- Born: 12 August 1943 Stockton-on-Tees, England
- Died: 12 March 2010 (aged 66) Isle of Mull, Scotland
- Other name: Lesley Cox
- Spouses: Jimmy Horowitz ​ ​(m. 1970; div. 1978)​; Tony Cox ​(m. 1978)​;
- Children: 2
- Musical career
- Genres: Folk-pop; pop; soft rock;
- Instruments: Vocals; guitar; mandolin;
- Labels: EMI, Columbia

= Lesley Duncan =

English singer-songwriter (1943–2010)

Lesley Anne Cox (née Duncan; 12 August 1943 – 12 March 2010) was an English singer-songwriter best known for her work during the 1970s. She received much airplay on British radio stations such as BBC Radio 1 and BBC Radio 2, but never achieved greater commercial success, in part because of her unwillingness to chase stardom as well as crippling stage fright.

==Early life==
Duncan was born in Stockton-on-Tees on 12 August 1943 and left school while only 14 years old. At 19, while working in a London coffee bar, she and her brother were placed on weekly retainers by a music publisher. Within a year, Duncan had signed her first recording contract, with EMI, and appeared in the film What a Crazy World.

==Career==
==="Love Song"===
Duncan is considered one of Britain's first female singer-songwriters. Her songs included "Everything Changes" and "Sing Children Sing", and the song for which she is best known, "Love Song". Elton John recorded a duet with Duncan of the song, similar to her solo version, for his album Tumbleweed Connection. She appeared onstage with John in concert at the Royal Festival Hall on 18 May 1974, to perform the duet once again. The live recording of "Love Song" was included on John's Here and There album. John described "Love Song" as "one of the very few" songs he did not co-author but included on an album earlier in his career. "Love Song" went on to be covered by more than 150 other artists, including David Bowie. In 2022, both Duncan and John's versions of the song were featured in the folk horror film Men. This success notwithstanding, and despite their receiving critical acclaim, Duncan's multiple solo albums failed to achieve commercial success.

List of tasks:
1) Answer these questions using the Lesley Duncan article:
(a) How old was Duncan when she left school?
(b) Which company gave Duncan her first recording contract?
(c) In what year did the film Men feature both Duncan's and John's versions of "Love Song"?
2) According to the Lesley Duncan article, why did Duncan never reach greater commercial success? Answer in one to three sentences.
3) Write out the part of the Lesley Duncan article starting with "Lesley Anne Cox" and going on through "a Crazy World.".

Stored items:
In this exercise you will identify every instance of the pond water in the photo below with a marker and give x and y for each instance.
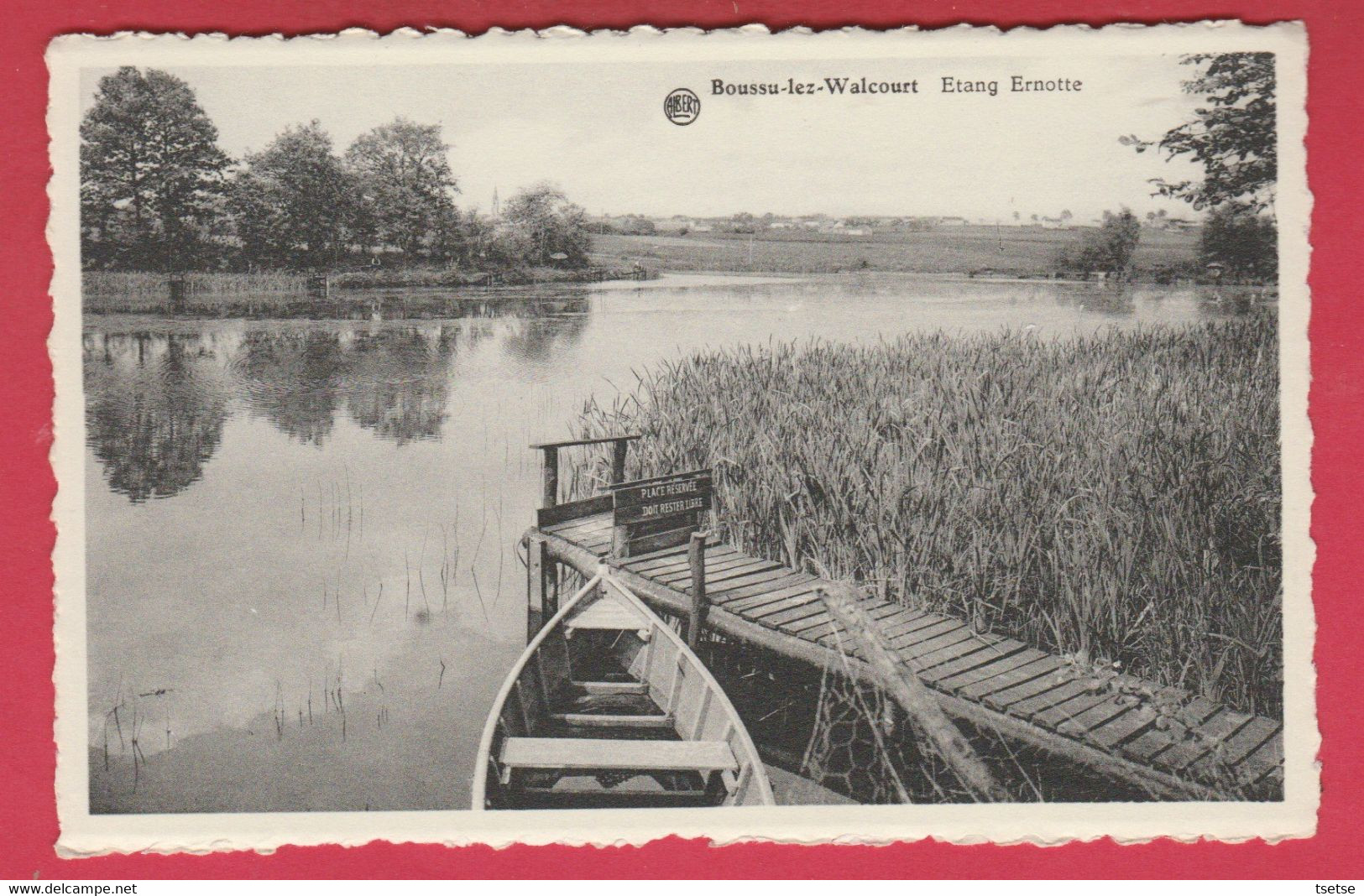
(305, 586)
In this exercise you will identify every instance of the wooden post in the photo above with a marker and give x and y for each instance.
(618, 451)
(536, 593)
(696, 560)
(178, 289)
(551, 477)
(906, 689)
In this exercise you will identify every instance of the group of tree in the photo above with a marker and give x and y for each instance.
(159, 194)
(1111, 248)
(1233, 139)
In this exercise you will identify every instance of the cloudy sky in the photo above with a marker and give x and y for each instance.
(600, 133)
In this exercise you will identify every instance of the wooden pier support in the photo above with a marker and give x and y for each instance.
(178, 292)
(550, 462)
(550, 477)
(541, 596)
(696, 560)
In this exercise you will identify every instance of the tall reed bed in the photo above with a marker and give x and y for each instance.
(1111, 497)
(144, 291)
---
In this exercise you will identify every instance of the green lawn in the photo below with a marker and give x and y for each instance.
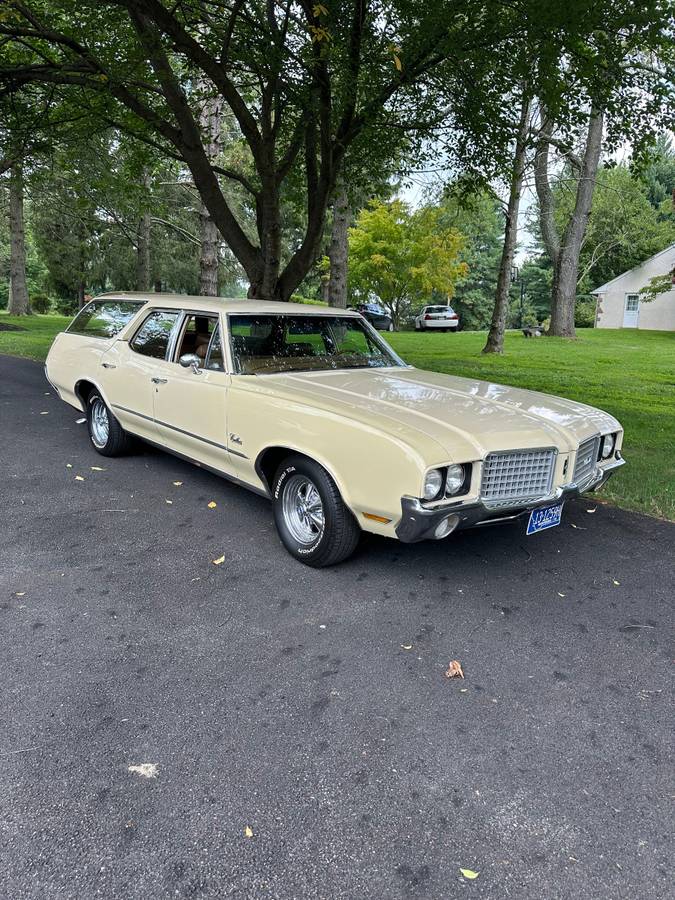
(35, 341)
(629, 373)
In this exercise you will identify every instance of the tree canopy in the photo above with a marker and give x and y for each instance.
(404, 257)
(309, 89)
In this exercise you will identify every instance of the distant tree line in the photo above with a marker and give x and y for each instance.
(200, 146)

Answers given:
1)
(a) 14 years old
(b) EMI
(c) 2022

2) Part of the reason was that she didn't want to chase stardom. She also had crippling stage fright.

3)
Lesley Anne Cox (née Duncan; 12 August 1943 – 12 March 2010) was an English singer-songwriter best known for her work during the 1970s. She received much airplay on British radio stations such as BBC Radio 1 and BBC Radio 2, but never achieved greater commercial success, in part because of her unwillingness to chase stardom as well as crippling stage fright.

==Early life==
Duncan was born in Stockton-on-Tees on 12 August 1943 and left school while only 14 years old. At 19, while working in a London coffee bar, she and her brother were placed on weekly retainers by a music publisher. Within a year, Duncan had signed her first recording contract, with EMI, and appeared in the film What a Crazy World.